[Work order] Print exactly the first lines of the records. Stop after the line containing "indicate the school", and leave every picture out.

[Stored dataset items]
────────────────

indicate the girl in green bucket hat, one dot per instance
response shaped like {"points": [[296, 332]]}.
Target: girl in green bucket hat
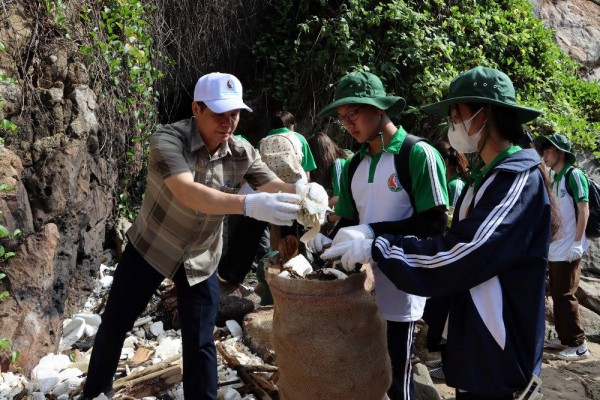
{"points": [[374, 197], [491, 263]]}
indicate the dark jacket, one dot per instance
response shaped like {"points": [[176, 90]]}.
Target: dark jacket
{"points": [[493, 265]]}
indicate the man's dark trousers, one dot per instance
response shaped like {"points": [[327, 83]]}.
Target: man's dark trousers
{"points": [[134, 283]]}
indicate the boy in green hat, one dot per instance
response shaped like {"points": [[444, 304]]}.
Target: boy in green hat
{"points": [[566, 251], [491, 263], [374, 195]]}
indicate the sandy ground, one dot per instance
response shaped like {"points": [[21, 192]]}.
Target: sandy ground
{"points": [[562, 380]]}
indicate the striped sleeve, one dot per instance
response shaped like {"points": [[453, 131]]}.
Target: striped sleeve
{"points": [[471, 252]]}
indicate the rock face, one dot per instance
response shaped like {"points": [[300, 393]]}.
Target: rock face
{"points": [[64, 187], [577, 25]]}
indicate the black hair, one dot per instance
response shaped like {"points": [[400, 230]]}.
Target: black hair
{"points": [[325, 152], [282, 119]]}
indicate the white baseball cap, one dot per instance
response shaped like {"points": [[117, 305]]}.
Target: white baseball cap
{"points": [[220, 92]]}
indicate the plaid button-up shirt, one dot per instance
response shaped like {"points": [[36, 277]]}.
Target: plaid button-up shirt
{"points": [[168, 234]]}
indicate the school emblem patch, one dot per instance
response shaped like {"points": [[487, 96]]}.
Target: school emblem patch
{"points": [[394, 183]]}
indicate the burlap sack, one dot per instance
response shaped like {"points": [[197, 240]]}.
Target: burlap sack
{"points": [[329, 340]]}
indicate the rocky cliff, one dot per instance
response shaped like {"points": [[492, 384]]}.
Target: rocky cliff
{"points": [[65, 173]]}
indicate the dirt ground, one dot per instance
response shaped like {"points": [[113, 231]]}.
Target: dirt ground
{"points": [[562, 380]]}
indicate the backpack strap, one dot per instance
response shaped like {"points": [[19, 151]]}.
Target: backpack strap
{"points": [[401, 160]]}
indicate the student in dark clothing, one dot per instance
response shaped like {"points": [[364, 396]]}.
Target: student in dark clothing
{"points": [[492, 261]]}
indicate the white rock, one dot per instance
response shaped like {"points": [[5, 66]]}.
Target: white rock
{"points": [[142, 321], [140, 333], [104, 269], [46, 378], [285, 274], [176, 393], [5, 389], [66, 386], [72, 332], [231, 394], [130, 341], [92, 322], [106, 282], [56, 362], [127, 353], [157, 328], [234, 328], [299, 264], [168, 347], [339, 274]]}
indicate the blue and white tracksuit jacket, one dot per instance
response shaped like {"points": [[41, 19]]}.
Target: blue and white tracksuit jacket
{"points": [[492, 263]]}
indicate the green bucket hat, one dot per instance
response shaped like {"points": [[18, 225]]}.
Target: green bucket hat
{"points": [[363, 88], [559, 141], [482, 85]]}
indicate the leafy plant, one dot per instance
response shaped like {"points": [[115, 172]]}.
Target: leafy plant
{"points": [[13, 356]]}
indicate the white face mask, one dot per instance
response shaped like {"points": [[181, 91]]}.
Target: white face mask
{"points": [[459, 138]]}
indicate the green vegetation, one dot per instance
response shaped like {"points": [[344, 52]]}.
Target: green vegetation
{"points": [[417, 47], [6, 126], [123, 45]]}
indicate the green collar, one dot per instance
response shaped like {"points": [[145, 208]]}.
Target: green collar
{"points": [[392, 147], [480, 171], [563, 171], [278, 130]]}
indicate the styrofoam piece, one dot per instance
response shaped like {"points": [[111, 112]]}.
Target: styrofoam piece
{"points": [[234, 328], [142, 321], [131, 341], [92, 322], [299, 264], [285, 274], [106, 281], [70, 373], [339, 274]]}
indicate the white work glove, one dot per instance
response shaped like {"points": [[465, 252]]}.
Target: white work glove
{"points": [[317, 243], [575, 252], [316, 193], [276, 208], [352, 252], [355, 232]]}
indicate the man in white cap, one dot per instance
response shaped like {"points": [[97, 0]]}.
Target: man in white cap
{"points": [[194, 168]]}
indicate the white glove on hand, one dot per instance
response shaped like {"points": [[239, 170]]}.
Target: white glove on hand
{"points": [[352, 252], [276, 208], [575, 252], [317, 243], [316, 193], [355, 232]]}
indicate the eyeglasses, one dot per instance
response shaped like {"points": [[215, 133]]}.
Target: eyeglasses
{"points": [[350, 116]]}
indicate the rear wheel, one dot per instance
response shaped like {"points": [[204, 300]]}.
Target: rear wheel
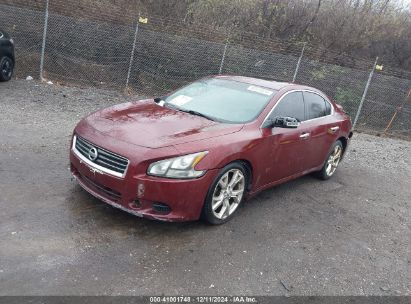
{"points": [[225, 194], [332, 162], [6, 68]]}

────────────────

[Exercise solution]
indicate the girl in green bucket hat, one dot per instance
response shaped like {"points": [[296, 332]]}.
Target: girl in green bucket hat
{"points": [[374, 197], [491, 263]]}
indicate the dark jacket, one dot per instance
response shaped like {"points": [[176, 90]]}.
Target: dark jacket
{"points": [[493, 265]]}
indicate the man's dark trousers, one dot per instance
response shaped like {"points": [[327, 83]]}.
Target: man's dark trousers
{"points": [[134, 283]]}
indicate the boy in green hat, one dot per instance
response shaped like {"points": [[444, 304]]}.
Target: boy in green hat
{"points": [[566, 251], [491, 263], [374, 195]]}
indicate the sandy ground, one dot per instance
response shaped like {"points": [[21, 192]]}.
Target: sandy ground
{"points": [[562, 380]]}
indicate the striped sleeve, one dot per instance
response shaped like {"points": [[453, 131]]}.
Target: striped sleeve
{"points": [[471, 252]]}
indicate the rock face, one dot per instance
response shaped like {"points": [[300, 393]]}.
Target: rock face
{"points": [[64, 187], [577, 25]]}
indicate the black hair, one dot per instance
response shaped like {"points": [[400, 230]]}.
Target: black hair
{"points": [[325, 152], [282, 119]]}
indicate the white baseball cap, one dot per instance
response shaped like {"points": [[117, 305]]}.
Target: white baseball cap
{"points": [[220, 92]]}
indicate the plaid button-up shirt, one dot per instance
response shaped like {"points": [[36, 277]]}.
Target: plaid button-up shirt
{"points": [[168, 234]]}
indicate the school emblem patch, one dot per instance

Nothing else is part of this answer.